INSTRUCTIONS TO FOLLOW
A word-for-word copy of the listing is needed. Retype it in full.

----- DATA LISTING -----

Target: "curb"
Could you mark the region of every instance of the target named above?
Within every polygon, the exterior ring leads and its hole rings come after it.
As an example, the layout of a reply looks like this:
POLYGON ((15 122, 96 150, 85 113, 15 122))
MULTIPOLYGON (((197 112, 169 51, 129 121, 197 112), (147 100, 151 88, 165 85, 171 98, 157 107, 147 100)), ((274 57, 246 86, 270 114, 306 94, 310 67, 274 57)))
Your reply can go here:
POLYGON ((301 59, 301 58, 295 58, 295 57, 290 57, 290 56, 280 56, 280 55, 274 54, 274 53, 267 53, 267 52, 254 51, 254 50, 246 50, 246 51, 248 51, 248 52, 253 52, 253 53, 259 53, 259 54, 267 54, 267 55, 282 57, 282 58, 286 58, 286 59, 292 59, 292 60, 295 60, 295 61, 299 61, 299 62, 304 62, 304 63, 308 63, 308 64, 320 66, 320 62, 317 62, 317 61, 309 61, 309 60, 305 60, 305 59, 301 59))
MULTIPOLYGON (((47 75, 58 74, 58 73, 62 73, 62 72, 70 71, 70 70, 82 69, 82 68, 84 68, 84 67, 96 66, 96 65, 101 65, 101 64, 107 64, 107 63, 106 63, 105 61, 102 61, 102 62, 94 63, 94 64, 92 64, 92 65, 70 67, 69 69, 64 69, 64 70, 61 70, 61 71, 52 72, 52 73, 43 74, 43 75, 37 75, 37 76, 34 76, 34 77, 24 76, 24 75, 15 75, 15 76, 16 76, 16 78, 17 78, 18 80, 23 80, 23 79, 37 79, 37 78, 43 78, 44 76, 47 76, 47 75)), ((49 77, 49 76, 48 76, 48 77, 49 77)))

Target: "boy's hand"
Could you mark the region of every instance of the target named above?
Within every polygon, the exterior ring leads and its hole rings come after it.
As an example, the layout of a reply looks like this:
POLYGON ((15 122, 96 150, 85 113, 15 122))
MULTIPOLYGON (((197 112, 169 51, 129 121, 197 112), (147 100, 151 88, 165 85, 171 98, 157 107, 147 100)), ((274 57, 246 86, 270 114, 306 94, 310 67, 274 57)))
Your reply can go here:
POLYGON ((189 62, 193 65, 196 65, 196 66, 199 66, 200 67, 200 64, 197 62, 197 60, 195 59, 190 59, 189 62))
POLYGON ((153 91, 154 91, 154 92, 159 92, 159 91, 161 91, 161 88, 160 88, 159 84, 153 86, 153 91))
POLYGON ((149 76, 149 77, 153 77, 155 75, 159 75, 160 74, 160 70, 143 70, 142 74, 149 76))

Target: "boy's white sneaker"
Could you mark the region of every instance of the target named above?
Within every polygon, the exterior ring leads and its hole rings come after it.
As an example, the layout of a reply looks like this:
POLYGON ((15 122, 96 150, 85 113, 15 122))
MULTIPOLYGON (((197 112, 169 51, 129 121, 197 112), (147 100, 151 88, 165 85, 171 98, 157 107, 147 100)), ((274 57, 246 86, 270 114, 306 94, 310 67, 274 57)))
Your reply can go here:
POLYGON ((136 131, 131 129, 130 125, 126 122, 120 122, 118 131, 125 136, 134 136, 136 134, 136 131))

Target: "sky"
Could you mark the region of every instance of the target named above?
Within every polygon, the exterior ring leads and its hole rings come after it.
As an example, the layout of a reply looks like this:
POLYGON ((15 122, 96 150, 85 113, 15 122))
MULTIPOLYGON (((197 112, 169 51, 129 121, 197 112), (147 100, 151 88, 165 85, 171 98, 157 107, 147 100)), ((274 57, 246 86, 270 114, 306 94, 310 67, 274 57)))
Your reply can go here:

-----

SOLUTION TO THE EXERCISE
Target: "curb"
Could you mark the region of every instance of the target named above?
Within every polygon, the exterior ring leads and its hole rings come after it.
As an example, the layout of a reply looks like this:
POLYGON ((15 122, 96 150, 85 113, 15 122))
MULTIPOLYGON (((197 112, 169 51, 129 121, 197 112), (147 100, 151 88, 165 85, 171 98, 157 107, 147 100)), ((274 57, 246 86, 270 114, 306 94, 310 67, 274 57)))
Your reply can go here:
POLYGON ((301 59, 301 58, 295 58, 295 57, 290 57, 290 56, 280 56, 280 55, 274 54, 274 53, 267 53, 267 52, 254 51, 254 50, 246 50, 246 51, 248 51, 248 52, 253 52, 253 53, 259 53, 259 54, 267 54, 267 55, 282 57, 282 58, 286 58, 286 59, 292 59, 292 60, 295 60, 295 61, 299 61, 299 62, 304 62, 304 63, 308 63, 308 64, 320 66, 320 62, 317 62, 317 61, 309 61, 309 60, 305 60, 305 59, 301 59))
MULTIPOLYGON (((47 75, 58 74, 58 73, 62 73, 62 72, 70 71, 70 70, 82 69, 82 68, 84 68, 84 67, 96 66, 96 65, 101 65, 101 64, 107 64, 107 63, 106 63, 105 61, 102 61, 102 62, 94 63, 94 64, 92 64, 92 65, 70 67, 69 69, 64 69, 64 70, 61 70, 61 71, 52 72, 52 73, 43 74, 43 75, 37 75, 37 76, 34 76, 34 77, 24 76, 24 75, 15 75, 15 76, 16 76, 16 78, 17 78, 18 80, 23 80, 23 79, 37 79, 37 78, 43 78, 44 76, 47 76, 47 75)), ((49 77, 49 76, 48 76, 48 77, 49 77)))

Target: "boy's hand"
Could you mark the region of every instance of the target named above?
Within every polygon, the exterior ring leads and its hole rings come after it.
As an example, the layout of a reply looks like this:
POLYGON ((15 122, 96 150, 85 113, 15 122))
MULTIPOLYGON (((197 112, 169 51, 129 121, 197 112), (147 100, 151 88, 165 85, 171 98, 157 107, 147 100)), ((274 57, 246 86, 270 114, 306 94, 310 67, 274 57)))
Your reply can go here:
POLYGON ((189 62, 193 65, 196 65, 196 66, 199 66, 200 67, 200 64, 197 62, 197 60, 195 59, 190 59, 189 62))
POLYGON ((153 91, 154 91, 154 92, 159 92, 159 91, 161 91, 161 88, 160 88, 159 84, 153 86, 153 91))
POLYGON ((149 76, 149 77, 153 77, 155 75, 159 75, 160 74, 160 70, 143 70, 142 74, 149 76))

Target: "boy's white sneaker"
Could you mark the region of every instance of the target named above?
Within every polygon, the exterior ring leads and its hole rings come after it.
As an example, the layout of a reply looks like this:
POLYGON ((15 122, 96 150, 85 113, 15 122))
MULTIPOLYGON (((197 112, 169 51, 129 121, 197 112), (147 100, 151 88, 165 85, 171 98, 157 107, 147 100)), ((274 57, 246 86, 270 114, 306 94, 310 67, 274 57)))
Your reply can go here:
POLYGON ((136 131, 131 129, 130 125, 126 122, 120 122, 118 131, 125 136, 134 136, 136 134, 136 131))

Target: "sky"
Could you mark the region of every instance of the target named above?
Within every polygon, the exterior ring leads and its hole rings come after it.
As an example, the layout of a reply looks like this:
POLYGON ((15 122, 96 150, 85 113, 15 122))
MULTIPOLYGON (((197 112, 169 51, 129 121, 197 112), (147 100, 151 88, 165 85, 171 98, 157 107, 147 100)), ((274 57, 246 86, 270 114, 306 94, 310 67, 274 57)))
Your reply can go here:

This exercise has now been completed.